━━ Extracted entries
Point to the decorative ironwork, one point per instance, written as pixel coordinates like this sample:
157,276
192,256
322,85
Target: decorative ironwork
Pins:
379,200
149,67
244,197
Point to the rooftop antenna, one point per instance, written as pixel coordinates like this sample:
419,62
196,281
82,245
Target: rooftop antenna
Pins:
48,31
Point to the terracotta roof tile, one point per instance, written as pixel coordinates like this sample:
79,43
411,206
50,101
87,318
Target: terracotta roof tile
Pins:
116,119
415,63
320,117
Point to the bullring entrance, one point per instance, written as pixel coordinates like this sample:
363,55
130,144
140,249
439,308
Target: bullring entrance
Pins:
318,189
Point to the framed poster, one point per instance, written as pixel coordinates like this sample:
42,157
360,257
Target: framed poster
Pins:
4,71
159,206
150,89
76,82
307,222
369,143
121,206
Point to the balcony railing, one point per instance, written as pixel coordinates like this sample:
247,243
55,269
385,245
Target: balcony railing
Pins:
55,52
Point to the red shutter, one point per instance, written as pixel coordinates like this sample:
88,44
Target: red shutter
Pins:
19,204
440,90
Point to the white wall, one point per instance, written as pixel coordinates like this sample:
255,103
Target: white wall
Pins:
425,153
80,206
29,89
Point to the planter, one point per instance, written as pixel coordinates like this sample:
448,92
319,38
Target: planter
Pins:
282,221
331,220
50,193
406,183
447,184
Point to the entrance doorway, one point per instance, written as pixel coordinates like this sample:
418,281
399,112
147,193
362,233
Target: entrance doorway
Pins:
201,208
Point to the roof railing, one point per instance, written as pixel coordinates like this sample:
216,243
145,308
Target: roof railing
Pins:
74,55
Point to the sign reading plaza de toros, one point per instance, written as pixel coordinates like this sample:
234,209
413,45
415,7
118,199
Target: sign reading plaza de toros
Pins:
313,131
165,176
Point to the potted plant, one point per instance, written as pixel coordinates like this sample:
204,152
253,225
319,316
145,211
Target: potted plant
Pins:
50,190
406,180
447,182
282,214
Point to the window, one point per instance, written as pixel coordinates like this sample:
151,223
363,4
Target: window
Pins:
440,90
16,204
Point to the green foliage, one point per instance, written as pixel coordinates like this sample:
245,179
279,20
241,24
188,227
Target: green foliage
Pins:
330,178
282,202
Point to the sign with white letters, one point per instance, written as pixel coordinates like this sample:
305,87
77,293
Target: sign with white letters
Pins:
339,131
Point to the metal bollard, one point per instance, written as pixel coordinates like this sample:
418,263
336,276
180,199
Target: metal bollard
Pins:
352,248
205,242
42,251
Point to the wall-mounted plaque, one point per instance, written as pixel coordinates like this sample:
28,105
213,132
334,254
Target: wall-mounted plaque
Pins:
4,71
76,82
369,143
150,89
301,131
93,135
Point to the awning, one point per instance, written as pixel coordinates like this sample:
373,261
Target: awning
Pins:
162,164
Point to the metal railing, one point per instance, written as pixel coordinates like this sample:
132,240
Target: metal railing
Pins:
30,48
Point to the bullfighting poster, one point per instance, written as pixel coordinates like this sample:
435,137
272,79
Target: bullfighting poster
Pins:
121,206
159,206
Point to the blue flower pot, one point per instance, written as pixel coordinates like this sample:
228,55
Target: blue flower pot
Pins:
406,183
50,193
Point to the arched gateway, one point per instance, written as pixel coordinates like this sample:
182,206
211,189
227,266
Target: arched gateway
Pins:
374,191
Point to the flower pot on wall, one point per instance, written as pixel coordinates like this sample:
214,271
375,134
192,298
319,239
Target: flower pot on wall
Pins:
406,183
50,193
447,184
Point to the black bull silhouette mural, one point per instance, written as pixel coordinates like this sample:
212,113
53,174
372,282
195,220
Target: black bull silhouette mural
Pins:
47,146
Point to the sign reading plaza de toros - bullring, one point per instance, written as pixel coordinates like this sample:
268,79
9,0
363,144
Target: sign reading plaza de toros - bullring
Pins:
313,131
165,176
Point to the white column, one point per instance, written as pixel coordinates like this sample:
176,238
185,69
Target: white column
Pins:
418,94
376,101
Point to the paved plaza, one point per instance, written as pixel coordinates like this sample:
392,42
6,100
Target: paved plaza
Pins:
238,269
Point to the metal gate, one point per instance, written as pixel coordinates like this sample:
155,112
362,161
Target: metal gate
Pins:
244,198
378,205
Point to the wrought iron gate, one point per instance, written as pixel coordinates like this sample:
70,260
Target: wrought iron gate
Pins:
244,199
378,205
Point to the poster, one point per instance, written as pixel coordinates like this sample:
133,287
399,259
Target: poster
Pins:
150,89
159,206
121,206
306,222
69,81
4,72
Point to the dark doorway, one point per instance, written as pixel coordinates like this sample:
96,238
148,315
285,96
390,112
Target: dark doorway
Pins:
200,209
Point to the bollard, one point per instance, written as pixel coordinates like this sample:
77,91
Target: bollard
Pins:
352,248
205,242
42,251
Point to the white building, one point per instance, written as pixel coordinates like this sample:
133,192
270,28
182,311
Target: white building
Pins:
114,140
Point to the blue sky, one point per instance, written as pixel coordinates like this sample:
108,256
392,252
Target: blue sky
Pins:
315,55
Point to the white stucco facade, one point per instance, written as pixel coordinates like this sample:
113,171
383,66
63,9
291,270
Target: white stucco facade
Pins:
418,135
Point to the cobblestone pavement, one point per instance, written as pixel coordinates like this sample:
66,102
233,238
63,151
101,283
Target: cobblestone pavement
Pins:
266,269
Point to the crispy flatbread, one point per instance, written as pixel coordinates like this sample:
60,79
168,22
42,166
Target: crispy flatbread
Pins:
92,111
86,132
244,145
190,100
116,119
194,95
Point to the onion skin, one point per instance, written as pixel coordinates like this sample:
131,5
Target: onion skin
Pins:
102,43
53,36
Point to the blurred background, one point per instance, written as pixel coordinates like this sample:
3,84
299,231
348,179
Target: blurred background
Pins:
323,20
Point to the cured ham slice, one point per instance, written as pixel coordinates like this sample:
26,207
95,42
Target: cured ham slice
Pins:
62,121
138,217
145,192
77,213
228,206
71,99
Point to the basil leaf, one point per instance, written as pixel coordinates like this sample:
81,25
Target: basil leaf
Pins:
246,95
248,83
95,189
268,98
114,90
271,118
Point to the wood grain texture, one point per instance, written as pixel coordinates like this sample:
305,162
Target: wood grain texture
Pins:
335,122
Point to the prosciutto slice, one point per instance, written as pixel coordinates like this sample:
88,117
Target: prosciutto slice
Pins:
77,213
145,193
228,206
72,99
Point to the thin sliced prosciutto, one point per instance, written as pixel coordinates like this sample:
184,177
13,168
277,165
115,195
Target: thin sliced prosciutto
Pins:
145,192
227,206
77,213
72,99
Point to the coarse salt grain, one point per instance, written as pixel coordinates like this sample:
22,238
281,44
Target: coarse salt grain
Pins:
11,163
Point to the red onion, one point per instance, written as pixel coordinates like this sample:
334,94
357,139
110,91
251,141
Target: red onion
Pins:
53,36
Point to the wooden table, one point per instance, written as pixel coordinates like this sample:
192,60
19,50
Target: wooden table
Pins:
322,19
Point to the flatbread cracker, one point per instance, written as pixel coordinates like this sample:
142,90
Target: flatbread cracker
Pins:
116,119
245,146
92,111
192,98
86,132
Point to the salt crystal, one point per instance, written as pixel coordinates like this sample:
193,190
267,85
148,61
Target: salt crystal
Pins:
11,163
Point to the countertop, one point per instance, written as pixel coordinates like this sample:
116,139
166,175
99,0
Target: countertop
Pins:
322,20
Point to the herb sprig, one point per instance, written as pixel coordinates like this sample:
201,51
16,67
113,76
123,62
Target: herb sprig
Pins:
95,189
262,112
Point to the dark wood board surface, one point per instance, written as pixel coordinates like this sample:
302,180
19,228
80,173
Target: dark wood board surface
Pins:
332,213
━━━━
## Work to do
Exactly reproduce the lines from the one containing "Point to the cured" through the end of the records, and only those lines.

## Solution
Point to the cured ham slice, one point per instance, written as pixel coordinates like this sample:
26,207
95,42
Target: cured ham slice
Pins:
62,121
138,217
145,192
77,213
228,206
71,99
Point to the basil leaf, one point per instance, written as pixel coordinates like this sample:
81,25
Target: basil leaf
Pins:
246,95
248,83
95,189
268,98
114,90
271,118
Point to the wood grain texture, one point per instance, written as pixel coordinates like this sample:
305,162
Target: wood grain texture
Pins:
335,122
Point to the prosciutto slice, one point per instance, written as pixel coordinates like this sample:
88,117
Target: prosciutto slice
Pins:
77,213
145,193
228,206
72,99
Point to the thin sliced prosciutto, one point per instance, written as pixel coordinates like this sample:
184,177
13,168
277,165
115,195
Target: thin sliced prosciutto
Pins:
145,192
227,206
77,213
72,99
Point to the coarse salt grain, one point per instance, written as pixel coordinates like this sample:
22,238
281,44
Target: coarse salt grain
Pins:
11,163
Point to the red onion, one point per instance, written as pixel coordinates like this sample:
334,94
357,139
110,91
251,141
Target: red onion
Pins:
53,36
Point to the wooden table, one point per instance, written as pixel coordinates like this sample:
192,60
19,50
Target: wooden table
Pins:
322,19
Point to the flatbread cracker, one point per instance, written as pixel coordinates like this sample:
142,90
Target: flatbread cracker
Pins:
116,119
245,146
92,111
192,98
86,132
Point to the salt crystal, one point per instance, written as pixel coordinates like this sample:
193,190
267,85
148,61
Target: salt crystal
Pins:
11,163
Point to the countertop, one point per instance, written as pixel coordinates like this sample:
116,139
166,175
99,0
Target: countertop
Pins:
322,20
Point to the herb sprig, one point per instance, written as pixel coordinates like this sample:
201,51
16,67
113,76
123,62
Target: herb sprig
Pins:
95,189
262,112
Point to the dark wood board surface, one point per instance, written as pixel coordinates like this sample:
302,180
19,228
80,173
Target: dark wood board surface
Pins:
332,213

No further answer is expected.